
—¿Pensás en la muerte?

—Sí, y estoy poniendo orden. Un 80% de los libros que tenía en París los envié a la Untref. Aníbal Jozami es coleccionista de arte, y su universidad le da un lugar prioritario a la cultura. Algo notable en nuestro país, donde el ex presidente declara en una entrevista que no tiene feeling (sí, así, en inglés) con la cultura. El 20% de los libros restantes los repartiré de acuerdo con el temperamento de mis amigos, muchos libros ingleses ya se los di a Luis Chitarroni. Además, hice testamento y nombré albacea. Lo que no quiero es irme dejando mucho quilombo. No quiero morirme ya, pero sé que va a llegar. Lo que detesto es la senilidad; a mi médico le dije: cuando esté medio gagá, ¿me ayudás a irme? Se negó: “Solo lo haría con un paciente en coma vegetativo, y si la familia me lo pide”. Insistí: mirá que yo no quiero babear, olvidarme de las cosas. “Te vas a olvidar de los números de teléfono, de las claves bancarias, pero eso es natural con la vejez, eso no es senilidad”. Hace una pausa y sonríe: “Además, cuando estés senil, vas a escribir tu mejor libro”.

—¿Algún proyecto cercano?

—Ahora estoy releyendo, reescribiendo una novela que saldrá en abril y llevará por título Turno noche (Tusquets). Una novela más bien breve porque es mi formato, mi respiración. También tengo ganas de escribir no ficción, de trabajar uno de esos textos medio híbridos, como Niño enterrado, que a partir de una experiencia individual disparen en todas direcciones. Me dediqué mucho al libro que apareció el año pasado, Los libros y la calle (Ampersand). La escritura me da satisfacciones día a día. No me importa si no tengo reconocimiento, solo el placer de lograr una página que me hubiese ahogado si no la ponía por escrito.

—Sin embargo, también te da reconocimientos, como el Premio García Márquez que recibiste en 2018.

—Si fuera joven estaría muy inflado de ego, ahora solo estoy contento, sobre todo si hay plata. Tal vez a un joven un premio le confirme la autoestima, yo creo que ya la tengo firme. Insisto: lo más importante es la plata. Ahora con ese dinero puedo volver a Vietnam. Me enamoré del país, un flechazo instantáneo. Me encantaría hacer un viaje de norte a sur, a pesar de la dificultad del idioma, la sentí mucho cuando fui y sin embargo no impidió esa empatía. La gente, el paisaje, la vida cotidiana, todo.

» **Acciones requeridas**:
A - Según la entrevista, ¿a qué institución se enviaron el 80% de los libros que había en París?
B - Continúa la entrevista a partir de su última frase.

» **Registros proporcionados**:
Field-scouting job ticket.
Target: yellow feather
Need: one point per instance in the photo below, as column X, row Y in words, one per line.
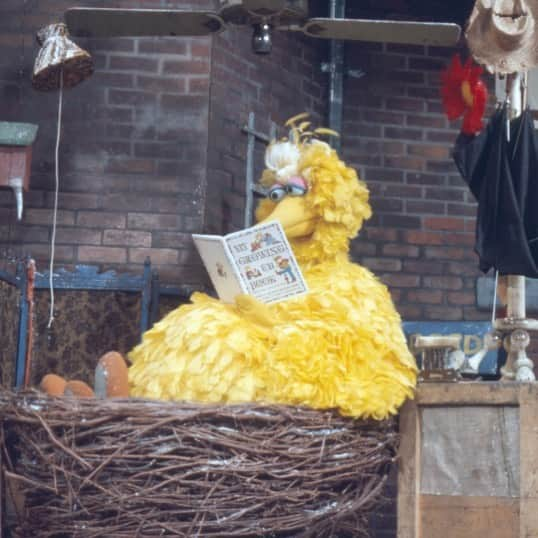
column 341, row 345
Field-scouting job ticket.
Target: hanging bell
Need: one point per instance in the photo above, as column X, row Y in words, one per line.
column 59, row 54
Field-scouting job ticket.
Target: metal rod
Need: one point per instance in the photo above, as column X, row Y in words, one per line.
column 249, row 194
column 337, row 10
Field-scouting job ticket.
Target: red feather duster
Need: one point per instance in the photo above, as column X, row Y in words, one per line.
column 464, row 94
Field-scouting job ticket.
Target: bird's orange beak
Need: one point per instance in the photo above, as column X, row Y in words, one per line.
column 296, row 218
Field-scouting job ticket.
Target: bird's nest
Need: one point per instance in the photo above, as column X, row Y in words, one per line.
column 126, row 468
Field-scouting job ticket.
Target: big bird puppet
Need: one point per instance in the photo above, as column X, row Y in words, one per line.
column 339, row 346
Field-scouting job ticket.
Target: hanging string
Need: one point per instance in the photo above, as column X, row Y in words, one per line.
column 494, row 309
column 56, row 191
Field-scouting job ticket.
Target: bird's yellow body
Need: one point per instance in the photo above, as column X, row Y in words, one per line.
column 341, row 345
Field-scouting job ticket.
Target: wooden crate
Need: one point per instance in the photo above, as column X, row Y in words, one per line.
column 469, row 462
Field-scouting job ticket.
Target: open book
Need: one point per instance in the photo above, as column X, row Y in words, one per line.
column 257, row 261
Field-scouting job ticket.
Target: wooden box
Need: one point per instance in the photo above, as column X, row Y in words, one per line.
column 469, row 461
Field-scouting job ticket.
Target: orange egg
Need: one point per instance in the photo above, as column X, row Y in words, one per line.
column 53, row 385
column 111, row 376
column 78, row 389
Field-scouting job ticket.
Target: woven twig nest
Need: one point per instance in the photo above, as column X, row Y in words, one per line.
column 126, row 468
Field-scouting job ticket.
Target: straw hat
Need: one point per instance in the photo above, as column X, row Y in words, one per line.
column 503, row 35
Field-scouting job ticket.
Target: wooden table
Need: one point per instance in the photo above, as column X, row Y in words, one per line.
column 468, row 463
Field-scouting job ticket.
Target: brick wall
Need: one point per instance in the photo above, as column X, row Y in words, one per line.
column 420, row 239
column 134, row 155
column 133, row 151
column 274, row 87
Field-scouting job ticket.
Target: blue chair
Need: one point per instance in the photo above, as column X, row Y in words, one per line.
column 83, row 277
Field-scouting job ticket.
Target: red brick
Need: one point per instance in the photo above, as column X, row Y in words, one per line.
column 24, row 234
column 443, row 282
column 384, row 117
column 381, row 234
column 382, row 264
column 200, row 47
column 445, row 194
column 441, row 136
column 403, row 133
column 151, row 221
column 408, row 163
column 162, row 84
column 131, row 97
column 460, row 239
column 40, row 253
column 158, row 256
column 400, row 250
column 410, row 312
column 44, row 216
column 171, row 240
column 387, row 205
column 461, row 298
column 428, row 151
column 424, row 267
column 127, row 238
column 444, row 223
column 406, row 104
column 445, row 253
column 424, row 207
column 163, row 45
column 443, row 313
column 417, row 120
column 401, row 221
column 426, row 64
column 102, row 254
column 133, row 63
column 78, row 236
column 123, row 202
column 401, row 280
column 130, row 165
column 465, row 210
column 69, row 200
column 462, row 269
column 471, row 314
column 98, row 219
column 362, row 248
column 425, row 296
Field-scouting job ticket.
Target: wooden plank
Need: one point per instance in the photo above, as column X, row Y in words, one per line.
column 409, row 472
column 468, row 393
column 528, row 462
column 469, row 517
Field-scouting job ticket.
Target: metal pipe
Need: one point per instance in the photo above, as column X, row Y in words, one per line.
column 337, row 10
column 16, row 184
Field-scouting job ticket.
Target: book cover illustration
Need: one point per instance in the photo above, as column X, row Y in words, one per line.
column 258, row 261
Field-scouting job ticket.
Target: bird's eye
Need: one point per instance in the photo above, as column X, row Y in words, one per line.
column 295, row 190
column 277, row 192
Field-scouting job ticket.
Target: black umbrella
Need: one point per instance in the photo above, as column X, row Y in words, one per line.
column 502, row 173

» **Lista de respuestas**:
A - A la Untref.

B -
—¿Y filmar?

—Para filmar necesito estímulo, para escribir no. Justo en este momento tengo el privilegio de tener productores que me estimulan, con quienes es un gusto colaborar. Estrenaré el mes próximo en el Festival de Berlín Medium, un retrato de Margarita Fernández, esa personalidad única, gran música, pianista, performer a sus 93 años, que fuimos haciendo por fragmentos a lo largo de tres años. Y por otro lado me han pedido un proyecto de ficción. A mí lo que me gusta del cine es la relación con el equipo, contactarme con gente que viene de distintos horizontes, y después el montaje, que es lo más parecido a la escritura. En esa instancia se “escribe” el film. Pero en el cine hay que sabe esperar la ocasión, el financiamiento, y esperar… a mi edad siento que el tiempo se me escurre entre los dedos. Si tenés 30 años y tenés que esperar dos para que se pueda montar una película no hay drama, pero yo no puedo invertir dos años… bueno, a lo mejor me quedan diez, pero vivo con la idea de que tengo el tiempo acotado y no tengo que distraerme.

—¿Te arrepentís de algo?

—De nada. Lo malo me lo busqué. Soy muy orgulloso y no creo en la mala suerte ni en la buena. Lamento haber sido tan tímido en mi juventud, y haber vegetado años en trabajos subalternos en la Editorial Losada. Tendría que haber sido más independiente, animarme a una vida aventurera, rehusar la mínima seguridad que me daba. En ese sentido el primer viaje a Europa fue detonador. Haber trabajado durante un mes como portero nocturno en un hotel de París, o de lavaplatos en Estocolmo, eran cosas que en Buenos Aires no me hubieran ocurrido. Tengo rencor de esa juventud demasiado prudente con la que no me atreví a romper. Pero no me arrepiento. Tal vez la necesité para después estallar. Cosas que me hubiera gustado hacer y no hice debe haber mil, pero una que me da nostalgia por algo que me hubiera gustado es ser piloto aéreo, no comercial, la idea de estar solo en una avioneta, no tener la responsabilidad de pasajeros ni itinerarios. Estar entre las nubes, en el cielo, y mirar para abajo. Cuando era joven jamás lo pensé, ahora sí.